Required work
Reproduce the rows below with each occurrence of "fattest part" swapped for "widest part", and change nothing else.

Source records
* begin *

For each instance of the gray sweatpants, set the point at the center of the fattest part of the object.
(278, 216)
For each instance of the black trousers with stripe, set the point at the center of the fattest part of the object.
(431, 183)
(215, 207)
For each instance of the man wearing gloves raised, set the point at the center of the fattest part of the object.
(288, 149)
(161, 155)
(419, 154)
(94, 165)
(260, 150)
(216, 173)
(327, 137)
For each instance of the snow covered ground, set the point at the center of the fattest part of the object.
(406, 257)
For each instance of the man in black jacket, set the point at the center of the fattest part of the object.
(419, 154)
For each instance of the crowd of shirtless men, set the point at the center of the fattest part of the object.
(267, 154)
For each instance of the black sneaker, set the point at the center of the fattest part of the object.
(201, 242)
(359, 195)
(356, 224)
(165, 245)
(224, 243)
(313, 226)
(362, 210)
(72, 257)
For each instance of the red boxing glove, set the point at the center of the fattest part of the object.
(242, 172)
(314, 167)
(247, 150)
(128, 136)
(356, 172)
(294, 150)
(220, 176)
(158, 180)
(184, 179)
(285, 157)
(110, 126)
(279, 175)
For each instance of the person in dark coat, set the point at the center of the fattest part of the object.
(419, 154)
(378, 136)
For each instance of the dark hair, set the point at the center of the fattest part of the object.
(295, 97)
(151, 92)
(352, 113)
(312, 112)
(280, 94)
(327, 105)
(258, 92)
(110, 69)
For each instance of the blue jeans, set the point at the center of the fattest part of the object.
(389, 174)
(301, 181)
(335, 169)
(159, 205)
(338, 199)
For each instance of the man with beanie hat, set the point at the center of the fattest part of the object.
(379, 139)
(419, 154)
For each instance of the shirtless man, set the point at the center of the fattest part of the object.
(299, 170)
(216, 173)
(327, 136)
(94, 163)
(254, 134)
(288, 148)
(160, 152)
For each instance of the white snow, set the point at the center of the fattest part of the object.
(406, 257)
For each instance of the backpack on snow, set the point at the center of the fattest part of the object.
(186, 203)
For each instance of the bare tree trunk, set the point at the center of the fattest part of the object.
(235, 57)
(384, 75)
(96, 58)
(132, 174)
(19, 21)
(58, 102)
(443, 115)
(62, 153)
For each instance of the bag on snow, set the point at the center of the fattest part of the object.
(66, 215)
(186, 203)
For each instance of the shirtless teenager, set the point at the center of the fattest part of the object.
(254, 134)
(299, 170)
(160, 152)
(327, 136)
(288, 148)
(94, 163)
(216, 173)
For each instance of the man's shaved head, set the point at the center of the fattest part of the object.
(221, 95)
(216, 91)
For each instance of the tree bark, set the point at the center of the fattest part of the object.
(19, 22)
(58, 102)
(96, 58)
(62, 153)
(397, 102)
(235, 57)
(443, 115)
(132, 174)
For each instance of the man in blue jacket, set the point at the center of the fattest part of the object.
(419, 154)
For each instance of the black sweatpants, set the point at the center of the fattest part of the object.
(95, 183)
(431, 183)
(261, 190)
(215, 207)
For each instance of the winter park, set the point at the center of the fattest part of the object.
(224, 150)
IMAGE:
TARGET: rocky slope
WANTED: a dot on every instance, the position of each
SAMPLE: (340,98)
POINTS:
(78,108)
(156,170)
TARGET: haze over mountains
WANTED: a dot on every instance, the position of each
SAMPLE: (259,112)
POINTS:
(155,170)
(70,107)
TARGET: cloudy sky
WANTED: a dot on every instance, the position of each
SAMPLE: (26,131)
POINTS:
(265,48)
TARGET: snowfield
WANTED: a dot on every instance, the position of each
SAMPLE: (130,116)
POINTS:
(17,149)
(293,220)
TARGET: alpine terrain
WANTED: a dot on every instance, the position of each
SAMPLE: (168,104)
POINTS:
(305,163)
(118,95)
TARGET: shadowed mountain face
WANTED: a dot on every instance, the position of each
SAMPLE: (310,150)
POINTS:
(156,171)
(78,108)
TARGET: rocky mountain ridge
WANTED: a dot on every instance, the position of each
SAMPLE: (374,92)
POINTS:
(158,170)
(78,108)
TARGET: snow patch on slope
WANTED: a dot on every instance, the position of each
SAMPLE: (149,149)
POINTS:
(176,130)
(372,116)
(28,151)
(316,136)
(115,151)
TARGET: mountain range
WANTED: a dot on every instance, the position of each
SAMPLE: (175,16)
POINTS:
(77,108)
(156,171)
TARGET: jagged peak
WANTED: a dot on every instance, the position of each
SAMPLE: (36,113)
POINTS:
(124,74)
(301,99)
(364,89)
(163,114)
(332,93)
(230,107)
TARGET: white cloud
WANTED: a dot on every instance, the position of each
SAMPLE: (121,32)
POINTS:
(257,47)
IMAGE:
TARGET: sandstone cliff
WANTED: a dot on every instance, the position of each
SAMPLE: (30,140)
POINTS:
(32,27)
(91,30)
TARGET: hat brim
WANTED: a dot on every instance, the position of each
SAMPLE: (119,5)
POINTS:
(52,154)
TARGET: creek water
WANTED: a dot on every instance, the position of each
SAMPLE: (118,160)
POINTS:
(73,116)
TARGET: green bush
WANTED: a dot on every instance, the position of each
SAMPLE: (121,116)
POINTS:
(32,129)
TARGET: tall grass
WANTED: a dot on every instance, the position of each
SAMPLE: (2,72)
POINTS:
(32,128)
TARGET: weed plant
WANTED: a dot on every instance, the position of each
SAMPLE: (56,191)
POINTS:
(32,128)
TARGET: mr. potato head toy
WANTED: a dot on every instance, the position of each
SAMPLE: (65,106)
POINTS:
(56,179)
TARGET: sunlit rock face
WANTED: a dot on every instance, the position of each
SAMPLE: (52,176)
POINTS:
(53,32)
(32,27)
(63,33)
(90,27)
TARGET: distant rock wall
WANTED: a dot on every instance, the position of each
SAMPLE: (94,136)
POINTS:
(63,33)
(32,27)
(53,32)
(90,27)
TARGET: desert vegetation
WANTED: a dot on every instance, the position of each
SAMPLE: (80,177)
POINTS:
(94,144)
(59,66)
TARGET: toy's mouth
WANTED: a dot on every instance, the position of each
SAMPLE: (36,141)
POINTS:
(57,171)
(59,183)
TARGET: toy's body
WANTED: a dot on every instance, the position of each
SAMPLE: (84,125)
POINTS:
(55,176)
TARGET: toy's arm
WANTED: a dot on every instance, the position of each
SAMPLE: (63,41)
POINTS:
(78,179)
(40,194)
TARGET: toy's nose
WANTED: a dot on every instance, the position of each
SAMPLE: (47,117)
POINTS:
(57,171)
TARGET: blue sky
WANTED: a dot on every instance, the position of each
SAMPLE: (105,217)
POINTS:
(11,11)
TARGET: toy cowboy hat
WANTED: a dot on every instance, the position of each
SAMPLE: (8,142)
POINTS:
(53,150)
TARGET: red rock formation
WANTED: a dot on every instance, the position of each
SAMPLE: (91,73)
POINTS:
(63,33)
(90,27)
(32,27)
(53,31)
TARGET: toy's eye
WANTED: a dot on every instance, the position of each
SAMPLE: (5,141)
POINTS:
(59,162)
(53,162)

* end *

Final answer
For each instance of the gray sweatpants, set the point at the center of the widest part of the object.
(278, 216)
For each instance of the black trousers with stripe, set the point at the center of the widest part of the object.
(431, 183)
(215, 207)
For each instance of the man wearing gloves raised, set the point at the center of the widest part of the object.
(288, 149)
(161, 155)
(419, 154)
(94, 165)
(260, 150)
(216, 173)
(327, 137)
For each instance of the snow covered ground, set the point at the center of the widest part of the object.
(406, 257)
For each instance of the man in black jacket, set the point at the center of the widest part of the object.
(419, 154)
For each instance of the crowd of shirtless men, set the point at the center of the widest part of the object.
(267, 154)
For each instance of the black sneaker, set the point at the center of the widest part of the object.
(201, 242)
(359, 195)
(356, 224)
(165, 245)
(224, 243)
(313, 226)
(362, 210)
(72, 257)
For each instance of the red boxing glove, set the point at the center of the widest part of the object.
(242, 172)
(314, 167)
(247, 150)
(128, 136)
(356, 172)
(294, 150)
(220, 176)
(158, 180)
(184, 179)
(285, 157)
(110, 126)
(279, 175)
For each instance of the person in dark coat, set the point at the center of the widest part of the object.
(419, 154)
(378, 136)
For each instance of the dark hair, set the point at the center of the widest part of the object.
(295, 97)
(151, 92)
(352, 113)
(312, 112)
(280, 94)
(327, 105)
(258, 92)
(110, 69)
For each instance of the blue jeans, set the point at the center of the widest part of the object.
(389, 174)
(301, 181)
(335, 169)
(159, 205)
(338, 199)
For each instance of the man with beanie hat, set the point at the center of the widest part of the object.
(379, 139)
(419, 154)
For each instance of the shirtless man, set the point at the center of the widest part of the object.
(299, 170)
(216, 173)
(327, 136)
(94, 163)
(254, 134)
(288, 148)
(160, 152)
For each instance of the white snow, set the point at the center of the widest part of the object.
(406, 257)
For each instance of the backpack on snow, set the point at the center of the widest part of the object.
(186, 203)
For each instance of the bare tree trunk, set the point at the center of the widest part of the object.
(235, 57)
(384, 75)
(96, 58)
(132, 174)
(19, 21)
(58, 102)
(443, 115)
(62, 153)
For each instance of the bag on snow, set the point at the center of the widest part of the object.
(66, 215)
(186, 203)
For each instance of the shirtless teenager, set the point at the center of the widest part of the object.
(254, 134)
(299, 170)
(160, 152)
(327, 136)
(288, 148)
(94, 163)
(216, 173)
For each instance of the man's shaved head, set the point at the center of the widest part of the object.
(221, 95)
(216, 91)
For each instance of the tree bark, set the point at the center of the widest part of the object.
(19, 22)
(58, 102)
(96, 58)
(62, 153)
(397, 102)
(235, 57)
(443, 115)
(132, 174)
For each instance of the man in blue jacket, set the point at the center of the widest part of the object.
(419, 154)
For each instance of the black sweatpants, set the point at the center of the widest part of the object.
(95, 183)
(431, 183)
(261, 190)
(215, 207)
For each instance of the winter park, set the point at the center of the widest part of the object.
(224, 150)
IMAGE:
TARGET: rocky slope
WANTED: a dot on every instance, the position of each
SAMPLE: (340,98)
POINTS:
(78,108)
(156,170)
TARGET: haze over mountains
WANTED: a dot on every instance, the position of each
SAMPLE: (259,112)
POINTS:
(155,170)
(70,107)
TARGET: cloudy sky
WANTED: a dot on every instance, the position of each
SAMPLE: (26,131)
POINTS:
(265,48)
TARGET: snowfield
WANTED: a dot on every instance, the position of each
SAMPLE: (130,116)
POINTS:
(17,149)
(293,220)
TARGET: alpine terrain
WANTED: a dot on every instance, the position of each
SAMPLE: (168,104)
POINTS:
(305,163)
(118,95)
TARGET: shadowed mountain face
WANTED: a dot on every instance, the position of each
SAMPLE: (310,150)
POINTS:
(156,171)
(78,108)
TARGET: rocky mountain ridge
WANTED: a dot on every instance, the position of each
SAMPLE: (374,92)
POINTS:
(158,170)
(78,108)
TARGET: snow patch on slope
WANTED: a dot on every instance, the position of each
SAMPLE: (149,149)
POINTS:
(176,130)
(372,116)
(28,151)
(316,136)
(115,151)
TARGET: mountain range
WANTED: a dot on every instance, the position of each
SAMPLE: (175,16)
POINTS:
(77,108)
(156,171)
TARGET: jagged peak
WANTED: a dot on every instance, the position of each
SAMPLE: (36,113)
POINTS:
(124,74)
(301,99)
(364,89)
(163,114)
(332,93)
(230,107)
TARGET: white cloud
WANTED: a dot on every instance, the position of each
SAMPLE: (121,32)
POINTS:
(257,47)
IMAGE:
TARGET: sandstone cliff
WANTED: a dot on every instance, the position of each
SAMPLE: (30,140)
POINTS:
(32,27)
(91,30)
TARGET: hat brim
WANTED: a dot on every instance, the position of each
SAMPLE: (119,5)
POINTS:
(52,154)
TARGET: creek water
WANTED: a dot on every instance, the position of each
SAMPLE: (118,160)
POINTS:
(73,116)
TARGET: green bush
WANTED: a dot on every instance, the position of each
SAMPLE: (121,116)
POINTS:
(32,129)
TARGET: tall grass
WANTED: a dot on every instance, the position of each
SAMPLE: (2,72)
POINTS:
(32,128)
TARGET: weed plant
WANTED: a dot on every instance, the position of each
SAMPLE: (56,191)
POINTS:
(32,128)
TARGET: mr. potato head toy
WANTED: a dot on every instance, the position of each
SAMPLE: (65,106)
POINTS:
(56,179)
TARGET: sunlit rock face
WANTED: a dot on every instance, the position of each
SAMPLE: (52,176)
POINTS:
(53,32)
(32,27)
(63,33)
(90,27)
TARGET: distant rock wall
WANTED: a dot on every instance, the position of each
SAMPLE: (94,136)
POINTS:
(63,33)
(32,27)
(53,32)
(90,27)
TARGET: desert vegetation
WANTED: a dot on every instance, the position of each
SAMPLE: (80,177)
POINTS:
(94,144)
(59,66)
TARGET: toy's mouth
WANTED: a dot on every instance, the position of each
SAMPLE: (36,141)
POINTS:
(57,171)
(59,183)
TARGET: toy's body
WANTED: a dot on every instance, the position of each
SAMPLE: (84,125)
POINTS:
(55,176)
TARGET: toy's arm
WANTED: a dot on every instance, the position of each
SAMPLE: (63,41)
POINTS:
(78,179)
(40,194)
TARGET: toy's nose
WANTED: a dot on every instance, the position of each
SAMPLE: (47,117)
POINTS:
(57,171)
TARGET: blue sky
WANTED: a dot on every instance, the position of each
SAMPLE: (105,217)
POINTS:
(11,11)
TARGET: toy cowboy hat
WANTED: a dot on every instance, the position of each
SAMPLE: (8,142)
POINTS:
(53,150)
TARGET: red rock formation
WANTED: a dot on every instance, the position of each
SAMPLE: (91,73)
POINTS:
(63,33)
(90,27)
(32,27)
(53,31)
TARGET: toy's eye
WANTED: a dot on every instance, the position of each
SAMPLE: (5,141)
POINTS:
(59,162)
(53,162)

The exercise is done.